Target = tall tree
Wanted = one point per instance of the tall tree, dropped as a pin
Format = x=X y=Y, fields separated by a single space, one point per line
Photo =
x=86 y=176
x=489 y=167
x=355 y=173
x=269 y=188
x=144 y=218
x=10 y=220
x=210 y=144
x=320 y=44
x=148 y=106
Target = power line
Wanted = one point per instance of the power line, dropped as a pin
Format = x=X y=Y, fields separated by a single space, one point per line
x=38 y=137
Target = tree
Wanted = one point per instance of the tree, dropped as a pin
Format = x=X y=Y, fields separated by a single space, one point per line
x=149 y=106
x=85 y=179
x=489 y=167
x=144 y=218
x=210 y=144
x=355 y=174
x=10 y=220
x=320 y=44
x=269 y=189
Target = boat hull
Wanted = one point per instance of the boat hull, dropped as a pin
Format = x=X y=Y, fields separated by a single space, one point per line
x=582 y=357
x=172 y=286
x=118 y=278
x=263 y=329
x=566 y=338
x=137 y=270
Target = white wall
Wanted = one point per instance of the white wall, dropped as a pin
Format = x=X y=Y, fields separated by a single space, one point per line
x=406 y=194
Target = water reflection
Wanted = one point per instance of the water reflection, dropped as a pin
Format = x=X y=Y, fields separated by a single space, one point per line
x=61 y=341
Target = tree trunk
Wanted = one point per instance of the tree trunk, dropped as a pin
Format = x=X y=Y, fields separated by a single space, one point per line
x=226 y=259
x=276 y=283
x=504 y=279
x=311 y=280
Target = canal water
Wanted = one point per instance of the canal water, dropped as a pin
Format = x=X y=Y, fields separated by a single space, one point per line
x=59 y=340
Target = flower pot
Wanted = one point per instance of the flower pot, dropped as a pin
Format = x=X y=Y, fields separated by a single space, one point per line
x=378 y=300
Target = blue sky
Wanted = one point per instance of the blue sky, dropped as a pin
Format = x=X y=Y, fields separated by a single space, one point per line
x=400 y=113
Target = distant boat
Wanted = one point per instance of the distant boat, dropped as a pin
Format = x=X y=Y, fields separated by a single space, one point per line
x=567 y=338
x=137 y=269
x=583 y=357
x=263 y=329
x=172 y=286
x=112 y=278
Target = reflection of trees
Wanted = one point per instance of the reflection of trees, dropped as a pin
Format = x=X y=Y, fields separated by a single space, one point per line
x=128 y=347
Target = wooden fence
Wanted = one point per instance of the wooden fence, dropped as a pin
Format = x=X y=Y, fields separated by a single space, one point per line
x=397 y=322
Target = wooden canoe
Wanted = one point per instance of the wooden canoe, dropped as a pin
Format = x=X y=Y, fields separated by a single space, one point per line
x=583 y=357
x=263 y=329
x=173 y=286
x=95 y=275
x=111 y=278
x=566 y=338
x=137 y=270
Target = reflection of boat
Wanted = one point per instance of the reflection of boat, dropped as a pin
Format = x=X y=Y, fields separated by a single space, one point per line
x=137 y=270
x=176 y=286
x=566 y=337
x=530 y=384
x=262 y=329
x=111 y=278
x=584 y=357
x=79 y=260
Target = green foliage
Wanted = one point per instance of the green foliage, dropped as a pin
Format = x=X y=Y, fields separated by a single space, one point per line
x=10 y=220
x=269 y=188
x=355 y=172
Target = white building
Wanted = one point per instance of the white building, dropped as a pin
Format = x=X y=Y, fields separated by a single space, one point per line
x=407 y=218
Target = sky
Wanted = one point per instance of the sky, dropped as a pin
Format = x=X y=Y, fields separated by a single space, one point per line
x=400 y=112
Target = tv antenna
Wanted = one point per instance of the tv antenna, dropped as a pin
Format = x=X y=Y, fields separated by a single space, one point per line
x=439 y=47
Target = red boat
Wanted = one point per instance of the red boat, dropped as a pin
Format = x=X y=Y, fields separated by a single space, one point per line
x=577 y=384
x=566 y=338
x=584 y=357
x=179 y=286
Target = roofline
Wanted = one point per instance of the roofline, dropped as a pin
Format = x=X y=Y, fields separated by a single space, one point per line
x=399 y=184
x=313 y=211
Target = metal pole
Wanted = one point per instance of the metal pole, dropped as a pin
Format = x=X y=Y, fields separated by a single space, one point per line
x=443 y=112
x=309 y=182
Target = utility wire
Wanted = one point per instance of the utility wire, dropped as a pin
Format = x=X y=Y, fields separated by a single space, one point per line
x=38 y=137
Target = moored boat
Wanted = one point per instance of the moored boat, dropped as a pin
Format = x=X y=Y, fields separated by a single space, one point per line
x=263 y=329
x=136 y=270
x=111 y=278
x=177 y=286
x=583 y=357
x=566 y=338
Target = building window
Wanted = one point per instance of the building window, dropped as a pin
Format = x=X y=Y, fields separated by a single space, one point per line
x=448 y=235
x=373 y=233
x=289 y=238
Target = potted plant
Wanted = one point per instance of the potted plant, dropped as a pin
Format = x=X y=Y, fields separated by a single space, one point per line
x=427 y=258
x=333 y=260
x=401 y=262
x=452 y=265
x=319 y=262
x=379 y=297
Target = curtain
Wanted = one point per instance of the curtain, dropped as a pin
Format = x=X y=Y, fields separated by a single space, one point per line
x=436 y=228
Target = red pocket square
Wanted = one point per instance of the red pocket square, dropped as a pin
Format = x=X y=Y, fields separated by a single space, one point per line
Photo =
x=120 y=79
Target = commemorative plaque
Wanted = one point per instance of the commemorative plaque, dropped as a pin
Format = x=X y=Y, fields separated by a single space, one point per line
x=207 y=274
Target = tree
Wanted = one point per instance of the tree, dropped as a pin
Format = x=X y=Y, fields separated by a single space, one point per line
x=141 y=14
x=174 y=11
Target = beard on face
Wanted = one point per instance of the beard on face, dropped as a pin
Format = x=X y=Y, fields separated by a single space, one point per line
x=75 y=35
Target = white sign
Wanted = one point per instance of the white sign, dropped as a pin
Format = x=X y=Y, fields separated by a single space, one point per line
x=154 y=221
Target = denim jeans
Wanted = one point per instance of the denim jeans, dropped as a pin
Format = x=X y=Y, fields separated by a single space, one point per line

--

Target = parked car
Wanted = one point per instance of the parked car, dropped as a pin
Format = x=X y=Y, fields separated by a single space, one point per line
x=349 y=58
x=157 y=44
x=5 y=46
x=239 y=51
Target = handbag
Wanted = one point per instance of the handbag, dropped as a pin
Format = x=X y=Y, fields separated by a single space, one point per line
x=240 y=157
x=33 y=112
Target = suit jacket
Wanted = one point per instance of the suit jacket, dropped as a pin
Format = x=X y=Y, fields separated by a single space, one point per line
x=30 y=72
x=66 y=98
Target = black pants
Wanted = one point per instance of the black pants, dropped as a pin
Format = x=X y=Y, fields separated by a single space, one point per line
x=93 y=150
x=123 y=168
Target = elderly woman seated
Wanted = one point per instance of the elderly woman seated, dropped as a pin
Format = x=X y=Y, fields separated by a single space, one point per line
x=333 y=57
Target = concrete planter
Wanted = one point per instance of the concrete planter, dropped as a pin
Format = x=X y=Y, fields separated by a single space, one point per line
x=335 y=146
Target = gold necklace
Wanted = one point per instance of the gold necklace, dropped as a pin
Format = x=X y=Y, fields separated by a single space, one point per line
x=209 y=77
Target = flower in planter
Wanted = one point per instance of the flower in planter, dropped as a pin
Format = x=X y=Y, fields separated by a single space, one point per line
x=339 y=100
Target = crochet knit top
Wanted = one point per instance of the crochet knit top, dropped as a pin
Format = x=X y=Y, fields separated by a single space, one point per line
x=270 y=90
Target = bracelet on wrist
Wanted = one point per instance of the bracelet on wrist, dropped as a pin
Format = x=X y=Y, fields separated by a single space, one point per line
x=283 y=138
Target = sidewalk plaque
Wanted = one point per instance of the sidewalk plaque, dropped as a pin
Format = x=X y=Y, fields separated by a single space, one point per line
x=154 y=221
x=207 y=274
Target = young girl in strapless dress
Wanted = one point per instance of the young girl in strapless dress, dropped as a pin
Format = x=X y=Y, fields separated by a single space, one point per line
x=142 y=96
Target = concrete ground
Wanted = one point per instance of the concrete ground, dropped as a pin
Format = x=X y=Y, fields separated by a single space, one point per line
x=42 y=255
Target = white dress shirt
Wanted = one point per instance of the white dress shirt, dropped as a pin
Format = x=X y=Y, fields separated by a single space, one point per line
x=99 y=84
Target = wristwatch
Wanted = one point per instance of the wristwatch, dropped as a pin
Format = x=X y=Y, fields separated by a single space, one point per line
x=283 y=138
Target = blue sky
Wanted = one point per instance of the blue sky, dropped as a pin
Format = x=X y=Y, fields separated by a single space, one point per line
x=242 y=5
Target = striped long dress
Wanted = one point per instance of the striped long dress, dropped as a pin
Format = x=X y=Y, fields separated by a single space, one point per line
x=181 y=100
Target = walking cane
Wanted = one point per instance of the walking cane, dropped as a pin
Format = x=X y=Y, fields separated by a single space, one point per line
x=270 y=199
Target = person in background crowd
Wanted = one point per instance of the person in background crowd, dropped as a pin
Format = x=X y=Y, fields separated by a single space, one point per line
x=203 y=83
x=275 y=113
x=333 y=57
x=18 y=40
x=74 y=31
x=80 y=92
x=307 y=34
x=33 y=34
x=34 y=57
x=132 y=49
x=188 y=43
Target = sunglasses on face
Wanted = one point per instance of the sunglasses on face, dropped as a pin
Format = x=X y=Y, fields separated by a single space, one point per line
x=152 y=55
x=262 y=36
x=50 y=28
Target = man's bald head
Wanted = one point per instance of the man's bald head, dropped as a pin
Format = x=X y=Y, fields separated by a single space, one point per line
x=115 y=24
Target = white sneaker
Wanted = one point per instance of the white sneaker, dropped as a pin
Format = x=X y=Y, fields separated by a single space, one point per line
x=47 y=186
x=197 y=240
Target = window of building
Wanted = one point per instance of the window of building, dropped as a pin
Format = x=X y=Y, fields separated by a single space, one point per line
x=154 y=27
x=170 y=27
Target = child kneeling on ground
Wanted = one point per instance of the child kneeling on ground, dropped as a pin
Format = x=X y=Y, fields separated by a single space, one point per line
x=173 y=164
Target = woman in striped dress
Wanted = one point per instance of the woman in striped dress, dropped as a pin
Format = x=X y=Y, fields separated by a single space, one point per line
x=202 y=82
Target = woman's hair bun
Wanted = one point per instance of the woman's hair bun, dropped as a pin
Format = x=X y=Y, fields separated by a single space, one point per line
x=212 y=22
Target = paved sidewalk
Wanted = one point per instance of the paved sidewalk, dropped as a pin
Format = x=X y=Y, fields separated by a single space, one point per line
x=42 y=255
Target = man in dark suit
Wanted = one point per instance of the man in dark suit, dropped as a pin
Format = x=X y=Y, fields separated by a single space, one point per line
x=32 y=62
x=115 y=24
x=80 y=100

* * *

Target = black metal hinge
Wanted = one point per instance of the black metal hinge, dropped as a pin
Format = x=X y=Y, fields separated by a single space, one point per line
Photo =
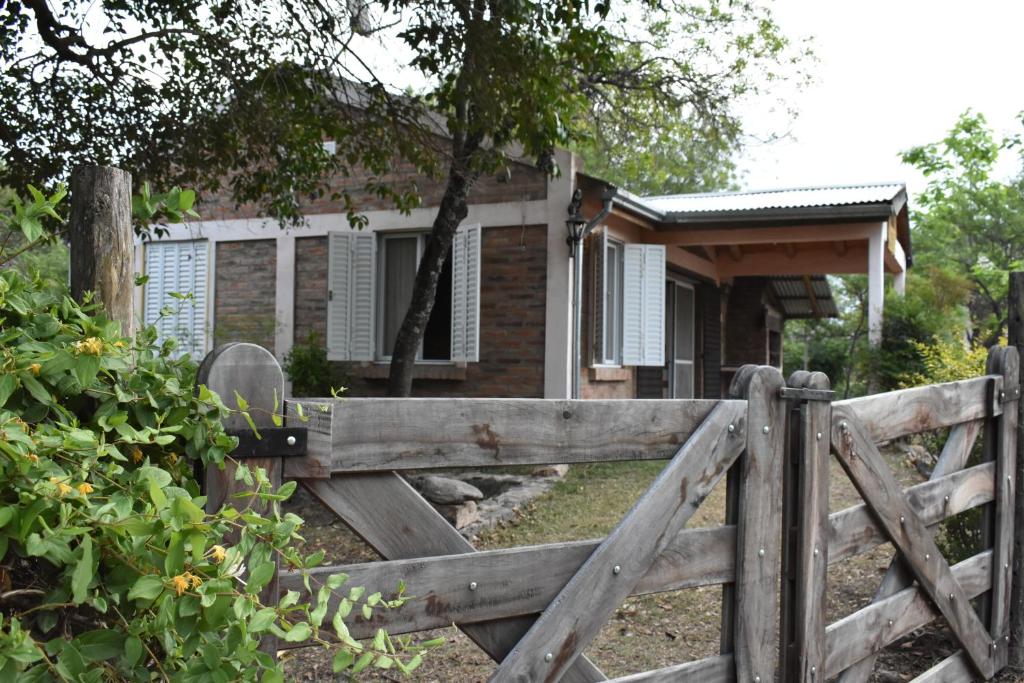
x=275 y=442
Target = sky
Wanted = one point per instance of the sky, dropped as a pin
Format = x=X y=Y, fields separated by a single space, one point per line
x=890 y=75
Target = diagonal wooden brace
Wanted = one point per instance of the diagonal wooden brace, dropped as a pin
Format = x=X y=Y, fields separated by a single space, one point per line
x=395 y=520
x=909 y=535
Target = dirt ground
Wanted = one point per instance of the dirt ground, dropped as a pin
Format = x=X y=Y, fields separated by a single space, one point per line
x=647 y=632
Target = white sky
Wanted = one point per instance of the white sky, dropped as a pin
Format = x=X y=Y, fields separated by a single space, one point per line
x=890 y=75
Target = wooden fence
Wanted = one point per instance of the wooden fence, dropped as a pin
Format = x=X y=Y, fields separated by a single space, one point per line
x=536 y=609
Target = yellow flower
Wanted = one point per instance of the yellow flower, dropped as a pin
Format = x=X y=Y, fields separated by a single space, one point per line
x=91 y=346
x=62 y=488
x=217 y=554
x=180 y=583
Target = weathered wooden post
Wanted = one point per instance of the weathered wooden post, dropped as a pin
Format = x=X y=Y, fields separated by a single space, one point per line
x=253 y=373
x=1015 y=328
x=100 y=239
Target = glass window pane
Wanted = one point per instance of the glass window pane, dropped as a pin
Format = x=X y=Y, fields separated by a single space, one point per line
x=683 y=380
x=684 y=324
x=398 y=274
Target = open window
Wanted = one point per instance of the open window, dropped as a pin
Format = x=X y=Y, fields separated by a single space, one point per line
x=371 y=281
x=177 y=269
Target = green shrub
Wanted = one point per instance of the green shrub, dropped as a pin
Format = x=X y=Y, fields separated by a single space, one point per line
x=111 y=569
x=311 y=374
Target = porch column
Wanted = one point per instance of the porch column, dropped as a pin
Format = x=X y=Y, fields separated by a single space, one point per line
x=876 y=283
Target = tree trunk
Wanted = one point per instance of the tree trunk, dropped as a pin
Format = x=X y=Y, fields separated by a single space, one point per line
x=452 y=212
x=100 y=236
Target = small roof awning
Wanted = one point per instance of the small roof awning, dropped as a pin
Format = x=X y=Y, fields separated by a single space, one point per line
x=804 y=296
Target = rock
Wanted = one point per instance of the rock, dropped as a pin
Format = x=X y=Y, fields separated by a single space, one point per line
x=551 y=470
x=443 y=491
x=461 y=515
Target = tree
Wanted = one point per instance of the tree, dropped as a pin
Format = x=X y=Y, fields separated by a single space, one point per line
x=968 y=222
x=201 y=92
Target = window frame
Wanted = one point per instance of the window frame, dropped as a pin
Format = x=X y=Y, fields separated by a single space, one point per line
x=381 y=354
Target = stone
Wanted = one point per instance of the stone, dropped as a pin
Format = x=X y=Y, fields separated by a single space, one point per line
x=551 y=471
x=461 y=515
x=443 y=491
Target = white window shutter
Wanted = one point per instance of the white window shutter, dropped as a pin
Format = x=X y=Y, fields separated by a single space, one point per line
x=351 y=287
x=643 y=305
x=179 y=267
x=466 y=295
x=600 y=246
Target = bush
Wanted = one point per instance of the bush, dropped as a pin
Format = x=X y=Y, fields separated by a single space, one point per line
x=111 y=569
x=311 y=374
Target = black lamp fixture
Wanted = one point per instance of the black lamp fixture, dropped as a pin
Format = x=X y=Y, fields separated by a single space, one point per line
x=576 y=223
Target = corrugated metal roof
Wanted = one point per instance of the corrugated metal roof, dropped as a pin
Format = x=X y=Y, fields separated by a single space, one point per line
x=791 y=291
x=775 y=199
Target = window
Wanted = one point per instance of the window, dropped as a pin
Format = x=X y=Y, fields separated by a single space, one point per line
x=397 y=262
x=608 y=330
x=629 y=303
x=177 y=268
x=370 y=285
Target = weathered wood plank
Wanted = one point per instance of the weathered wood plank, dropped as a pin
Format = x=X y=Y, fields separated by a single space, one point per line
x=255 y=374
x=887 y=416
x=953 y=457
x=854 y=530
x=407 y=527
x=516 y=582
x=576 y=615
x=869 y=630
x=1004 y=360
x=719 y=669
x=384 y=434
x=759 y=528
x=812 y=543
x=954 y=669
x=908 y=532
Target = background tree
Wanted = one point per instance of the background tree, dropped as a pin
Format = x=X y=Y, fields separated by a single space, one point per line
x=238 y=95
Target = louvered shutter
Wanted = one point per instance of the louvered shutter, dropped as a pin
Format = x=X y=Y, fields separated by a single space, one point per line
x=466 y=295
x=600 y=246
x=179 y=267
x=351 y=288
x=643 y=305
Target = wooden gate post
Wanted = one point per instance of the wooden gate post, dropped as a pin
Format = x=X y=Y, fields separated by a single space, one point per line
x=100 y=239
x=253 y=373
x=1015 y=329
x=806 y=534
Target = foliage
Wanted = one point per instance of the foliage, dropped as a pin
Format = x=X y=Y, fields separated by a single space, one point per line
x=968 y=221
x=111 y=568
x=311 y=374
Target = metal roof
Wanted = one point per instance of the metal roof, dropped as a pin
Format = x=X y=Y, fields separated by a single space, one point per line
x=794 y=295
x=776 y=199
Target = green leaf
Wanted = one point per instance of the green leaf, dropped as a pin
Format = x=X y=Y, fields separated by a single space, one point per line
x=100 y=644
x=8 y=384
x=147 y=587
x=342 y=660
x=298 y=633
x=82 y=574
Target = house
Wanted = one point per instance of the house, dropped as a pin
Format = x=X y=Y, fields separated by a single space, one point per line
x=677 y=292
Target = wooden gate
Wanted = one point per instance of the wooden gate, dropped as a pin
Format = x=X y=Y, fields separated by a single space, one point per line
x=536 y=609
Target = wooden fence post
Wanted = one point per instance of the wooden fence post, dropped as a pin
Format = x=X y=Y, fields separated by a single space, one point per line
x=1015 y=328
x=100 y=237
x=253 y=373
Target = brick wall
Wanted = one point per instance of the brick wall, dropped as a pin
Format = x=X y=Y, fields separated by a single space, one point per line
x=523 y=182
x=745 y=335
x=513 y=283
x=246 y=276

**What the task requires:**
Print, with no changes, everything in the listing from the line containing "Target = diagonal wooden brace" down to the line containing "x=804 y=296", including both of those lines. Print nothing else.

**Output for this exercise:**
Target = diagonal wooden brace
Wanted = one point per instance of the diagonal wooden brace, dropped as a pin
Format = x=X y=Y, fields separated by a single space, one point per line
x=395 y=520
x=909 y=535
Target = dirt ground
Wanted = one point per instance of the dirt ground, dropped as a pin
Format = x=X y=Y, fields separated by a single space, one point per line
x=647 y=632
Target = white sky
Wanted = one point per instance of the white sky, dropped as a pin
Format = x=X y=Y, fields separated by a single space, one point per line
x=890 y=75
Target = wooden fence
Wanted = one point per instance of the wooden fence, dropped as a pin
Format = x=X y=Y, fields separated by a single space, one point per line
x=536 y=609
Target = yellow flower
Wanted = one point per instance of the yellow flower, dropped as a pin
Format = x=X y=Y, fields separated by a single space, one point per line
x=91 y=346
x=62 y=488
x=217 y=554
x=180 y=583
Target = weathered wooden post
Wanted = one point per instance of the weathered wooden post, dropped as a pin
Format = x=X y=Y, fields separated by a single space, one point per line
x=253 y=373
x=1015 y=328
x=100 y=239
Target = glass window pane
Wanted = one point per instance of the glass window pane, dropped as a pin
Format = x=X y=Y, fields separated by a single space, one point per line
x=683 y=380
x=684 y=324
x=398 y=274
Target = open window
Wanted = one point per instance of the open window, dropped as a pin
Format = x=X y=Y, fields separated by a single space, one point per line
x=371 y=281
x=177 y=269
Target = green shrub
Wanted = one point per instance of the green shrub, dropped as a pin
Format = x=X y=Y, fields separated by a single space, one point per line
x=111 y=569
x=311 y=374
Target = porch column
Wanted = one point per instance of the porch column, dropped as a pin
Format = x=X y=Y, fields separated by a single space, one point per line
x=876 y=283
Target = tree trunk
Wanted = one point per instance of the tree trunk, dropped as a pin
Format = x=X y=Y, fields separated by a single space, one point per line
x=452 y=212
x=100 y=236
Target = small roof awning
Wanted = one point per instance of the small roof awning, dropped as a pin
Format = x=X y=Y, fields separated by a single space, one point per line
x=804 y=296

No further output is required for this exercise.